#### [Provided material]
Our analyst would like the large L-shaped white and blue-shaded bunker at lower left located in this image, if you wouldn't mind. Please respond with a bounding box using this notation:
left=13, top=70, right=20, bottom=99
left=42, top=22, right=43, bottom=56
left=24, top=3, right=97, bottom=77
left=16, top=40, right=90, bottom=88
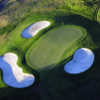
left=0, top=53, right=35, bottom=88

#### [Exercise brief]
Here the lines from the one containing "left=42, top=22, right=43, bottom=56" through the end of the material are to be copied exactly, with the pictures omitted.

#### [Exercise response]
left=42, top=22, right=43, bottom=56
left=24, top=3, right=97, bottom=77
left=16, top=40, right=90, bottom=88
left=0, top=53, right=35, bottom=88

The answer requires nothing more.